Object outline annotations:

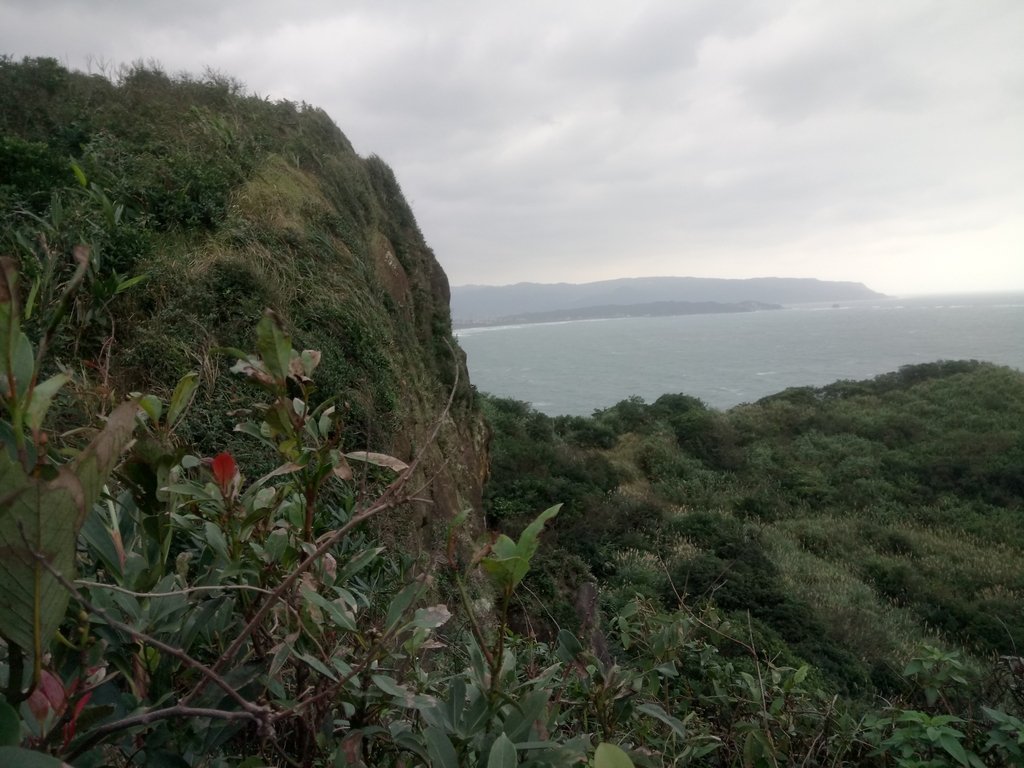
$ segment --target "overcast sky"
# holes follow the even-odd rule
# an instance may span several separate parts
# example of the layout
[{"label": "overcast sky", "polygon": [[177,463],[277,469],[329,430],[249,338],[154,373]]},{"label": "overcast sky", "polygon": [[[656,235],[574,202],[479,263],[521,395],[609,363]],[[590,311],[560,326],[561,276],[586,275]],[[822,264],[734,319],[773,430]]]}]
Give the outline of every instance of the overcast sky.
[{"label": "overcast sky", "polygon": [[1022,0],[0,0],[0,51],[324,108],[453,285],[1024,290]]}]

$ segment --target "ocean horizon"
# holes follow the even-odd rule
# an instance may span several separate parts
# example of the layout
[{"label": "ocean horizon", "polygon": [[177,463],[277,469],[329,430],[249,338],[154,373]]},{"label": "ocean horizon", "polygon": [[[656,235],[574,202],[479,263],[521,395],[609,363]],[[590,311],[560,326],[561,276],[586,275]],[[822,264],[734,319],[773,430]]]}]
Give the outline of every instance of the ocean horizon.
[{"label": "ocean horizon", "polygon": [[548,415],[590,415],[669,392],[728,409],[938,359],[1024,370],[1024,292],[480,327],[456,337],[477,389]]}]

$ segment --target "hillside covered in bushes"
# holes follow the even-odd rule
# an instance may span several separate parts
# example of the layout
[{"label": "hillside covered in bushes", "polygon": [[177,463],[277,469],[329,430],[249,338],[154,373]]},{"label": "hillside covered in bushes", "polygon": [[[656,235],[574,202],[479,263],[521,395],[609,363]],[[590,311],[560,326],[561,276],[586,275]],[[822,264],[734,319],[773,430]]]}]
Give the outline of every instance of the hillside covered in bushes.
[{"label": "hillside covered in bushes", "polygon": [[323,112],[0,59],[0,765],[1024,763],[1019,372],[552,419],[449,298]]}]

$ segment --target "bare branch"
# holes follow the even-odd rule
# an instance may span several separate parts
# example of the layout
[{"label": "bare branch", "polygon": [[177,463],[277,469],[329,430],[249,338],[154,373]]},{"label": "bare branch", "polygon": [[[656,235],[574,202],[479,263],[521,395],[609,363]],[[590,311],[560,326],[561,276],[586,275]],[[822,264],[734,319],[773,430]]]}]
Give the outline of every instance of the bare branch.
[{"label": "bare branch", "polygon": [[[217,663],[213,666],[213,673],[220,673],[231,660],[233,660],[233,658],[239,654],[239,651],[242,650],[242,646],[245,645],[246,640],[248,640],[253,632],[256,631],[256,628],[263,623],[263,620],[266,618],[274,604],[278,603],[278,601],[284,600],[285,595],[292,590],[302,574],[309,570],[324,555],[330,552],[331,549],[338,542],[340,542],[349,530],[361,525],[371,517],[375,517],[381,512],[393,509],[394,507],[408,502],[411,496],[415,496],[415,494],[410,495],[403,494],[402,492],[406,485],[409,484],[420,464],[423,462],[427,449],[437,440],[441,427],[444,425],[444,420],[447,418],[447,415],[452,410],[452,403],[455,401],[455,393],[458,386],[459,368],[456,366],[455,381],[452,385],[452,391],[449,393],[447,401],[444,403],[444,409],[437,417],[437,421],[435,422],[434,428],[430,433],[430,437],[427,439],[426,443],[424,443],[424,446],[420,449],[406,470],[399,474],[394,482],[388,485],[387,488],[384,489],[384,493],[381,494],[381,496],[379,496],[369,507],[364,509],[364,511],[358,514],[353,515],[347,523],[325,539],[312,553],[310,553],[295,567],[295,570],[289,573],[288,577],[286,577],[285,580],[279,584],[276,588],[274,588],[273,592],[266,598],[266,600],[263,601],[259,610],[257,610],[253,617],[249,620],[249,623],[242,629],[227,649],[221,653],[220,658],[218,658]],[[186,694],[185,697],[181,699],[182,702],[187,703],[195,699],[195,697],[204,690],[209,682],[209,678],[200,680],[191,692]]]}]

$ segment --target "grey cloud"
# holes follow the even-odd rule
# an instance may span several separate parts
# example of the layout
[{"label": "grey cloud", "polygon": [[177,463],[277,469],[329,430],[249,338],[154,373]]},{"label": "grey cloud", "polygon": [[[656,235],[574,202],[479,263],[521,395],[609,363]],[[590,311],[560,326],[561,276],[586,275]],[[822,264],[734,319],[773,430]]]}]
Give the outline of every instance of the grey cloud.
[{"label": "grey cloud", "polygon": [[936,287],[1024,287],[1017,0],[0,11],[0,50],[211,66],[325,108],[456,284],[813,267],[899,291],[941,251],[962,271]]}]

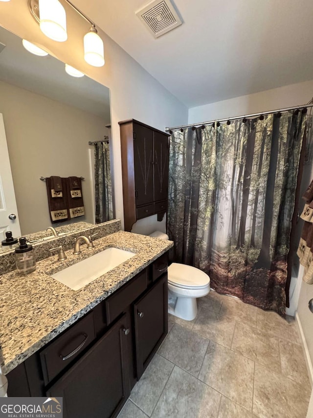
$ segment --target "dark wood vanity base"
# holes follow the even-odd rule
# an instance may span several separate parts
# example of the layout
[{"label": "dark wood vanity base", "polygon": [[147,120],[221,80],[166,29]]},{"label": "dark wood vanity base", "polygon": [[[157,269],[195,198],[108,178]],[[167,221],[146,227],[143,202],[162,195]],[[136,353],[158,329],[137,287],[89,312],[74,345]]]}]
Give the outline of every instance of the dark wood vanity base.
[{"label": "dark wood vanity base", "polygon": [[167,334],[167,253],[7,375],[9,396],[63,396],[65,418],[117,416]]}]

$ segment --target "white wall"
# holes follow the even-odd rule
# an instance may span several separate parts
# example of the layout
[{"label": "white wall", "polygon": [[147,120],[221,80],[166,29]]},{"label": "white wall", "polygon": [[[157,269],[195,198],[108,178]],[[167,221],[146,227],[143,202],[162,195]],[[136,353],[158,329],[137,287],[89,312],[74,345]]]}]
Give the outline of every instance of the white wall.
[{"label": "white wall", "polygon": [[25,0],[0,1],[0,25],[21,38],[42,45],[59,59],[110,89],[116,216],[123,221],[118,122],[133,118],[164,130],[166,126],[186,123],[188,109],[99,28],[98,34],[104,43],[106,64],[98,68],[87,64],[83,58],[83,39],[89,30],[89,25],[70,6],[66,4],[65,7],[68,35],[66,42],[54,42],[42,33],[31,17]]},{"label": "white wall", "polygon": [[240,116],[308,103],[313,96],[313,79],[252,95],[192,107],[188,123]]},{"label": "white wall", "polygon": [[45,183],[41,176],[84,177],[86,215],[92,222],[93,194],[88,141],[108,129],[98,116],[0,81],[3,115],[19,218],[22,235],[51,225]]}]

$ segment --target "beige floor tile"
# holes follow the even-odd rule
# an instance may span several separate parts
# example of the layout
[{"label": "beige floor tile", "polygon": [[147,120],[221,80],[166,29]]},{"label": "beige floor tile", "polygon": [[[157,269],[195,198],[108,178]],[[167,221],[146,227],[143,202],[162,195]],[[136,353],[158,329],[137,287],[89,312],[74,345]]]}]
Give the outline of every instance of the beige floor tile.
[{"label": "beige floor tile", "polygon": [[252,360],[210,341],[199,378],[251,411],[254,368]]},{"label": "beige floor tile", "polygon": [[276,337],[270,337],[254,327],[237,322],[231,349],[277,373],[281,371]]},{"label": "beige floor tile", "polygon": [[287,321],[275,312],[257,310],[257,327],[265,334],[299,343],[300,339],[294,320]]},{"label": "beige floor tile", "polygon": [[259,418],[305,418],[310,389],[256,363],[253,413]]},{"label": "beige floor tile", "polygon": [[256,326],[258,308],[230,296],[224,296],[220,314],[239,322]]},{"label": "beige floor tile", "polygon": [[118,414],[117,418],[147,418],[147,416],[129,399]]},{"label": "beige floor tile", "polygon": [[230,348],[235,329],[235,321],[220,313],[202,308],[193,331]]},{"label": "beige floor tile", "polygon": [[215,312],[219,312],[223,302],[223,297],[224,296],[223,295],[211,290],[206,296],[197,299],[198,308],[206,308]]},{"label": "beige floor tile", "polygon": [[175,366],[153,418],[217,418],[221,394]]},{"label": "beige floor tile", "polygon": [[168,325],[167,325],[167,332],[168,333],[171,331],[173,327],[174,326],[175,322],[174,321],[170,320],[169,319]]},{"label": "beige floor tile", "polygon": [[[199,314],[200,311],[200,310],[199,309],[197,317]],[[192,329],[193,326],[196,322],[197,317],[196,317],[195,319],[193,320],[192,321],[186,321],[185,320],[181,319],[181,318],[179,318],[175,315],[172,315],[171,314],[168,314],[169,319],[170,320],[173,321],[175,323],[178,323],[179,325],[181,325],[181,326],[184,327],[184,328],[186,328],[187,329]]]},{"label": "beige floor tile", "polygon": [[176,323],[158,352],[197,376],[208,344],[208,340]]},{"label": "beige floor tile", "polygon": [[149,416],[152,414],[174,365],[156,354],[131,393],[130,398]]},{"label": "beige floor tile", "polygon": [[301,345],[279,340],[282,372],[292,380],[310,386],[310,381]]},{"label": "beige floor tile", "polygon": [[253,418],[253,415],[222,395],[218,418]]}]

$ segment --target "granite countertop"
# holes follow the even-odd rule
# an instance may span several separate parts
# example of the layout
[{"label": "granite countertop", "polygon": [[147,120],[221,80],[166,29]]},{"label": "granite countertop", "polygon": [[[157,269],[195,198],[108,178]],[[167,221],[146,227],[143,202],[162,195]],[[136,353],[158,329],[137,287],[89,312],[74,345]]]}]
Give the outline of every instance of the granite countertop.
[{"label": "granite countertop", "polygon": [[[172,241],[120,231],[94,241],[82,253],[66,252],[37,263],[25,276],[16,270],[0,276],[0,365],[7,374],[74,323],[174,245]],[[135,255],[78,291],[50,277],[66,267],[109,247]]]}]

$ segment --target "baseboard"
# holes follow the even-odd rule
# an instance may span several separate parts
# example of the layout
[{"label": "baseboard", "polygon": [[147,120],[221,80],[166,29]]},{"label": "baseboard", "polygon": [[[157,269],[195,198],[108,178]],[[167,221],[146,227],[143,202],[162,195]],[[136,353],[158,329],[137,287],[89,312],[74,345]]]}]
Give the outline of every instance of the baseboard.
[{"label": "baseboard", "polygon": [[307,342],[306,341],[305,337],[304,336],[303,329],[302,328],[301,321],[300,320],[300,318],[299,317],[299,314],[297,311],[295,313],[295,318],[296,322],[298,325],[298,329],[301,337],[301,343],[302,343],[302,348],[303,348],[303,351],[304,352],[304,358],[307,365],[307,369],[308,370],[308,374],[309,375],[310,383],[311,385],[311,388],[312,388],[313,387],[313,365],[312,365],[312,362],[311,361],[311,359],[309,353],[309,348],[307,345]]}]

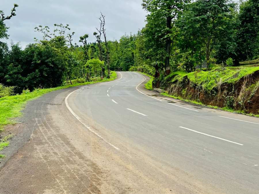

▶ TASK OBJECTIVE
Gather every line of the records above that contains the string "segment", matching case exactly.

▶ SOLUTION
$ segment --target "overcast sky"
$ segment --target "ocean horizon"
$ segment --target "hillside covered in bushes"
$ segment --target "bare branch"
$ segment --target "grey cloud"
$ segment --target "dark wood vanity base"
$ segment --target "white wall"
$ segment --target "beige floor tile"
$ segment --target "granite countertop"
$ segment --target "baseboard"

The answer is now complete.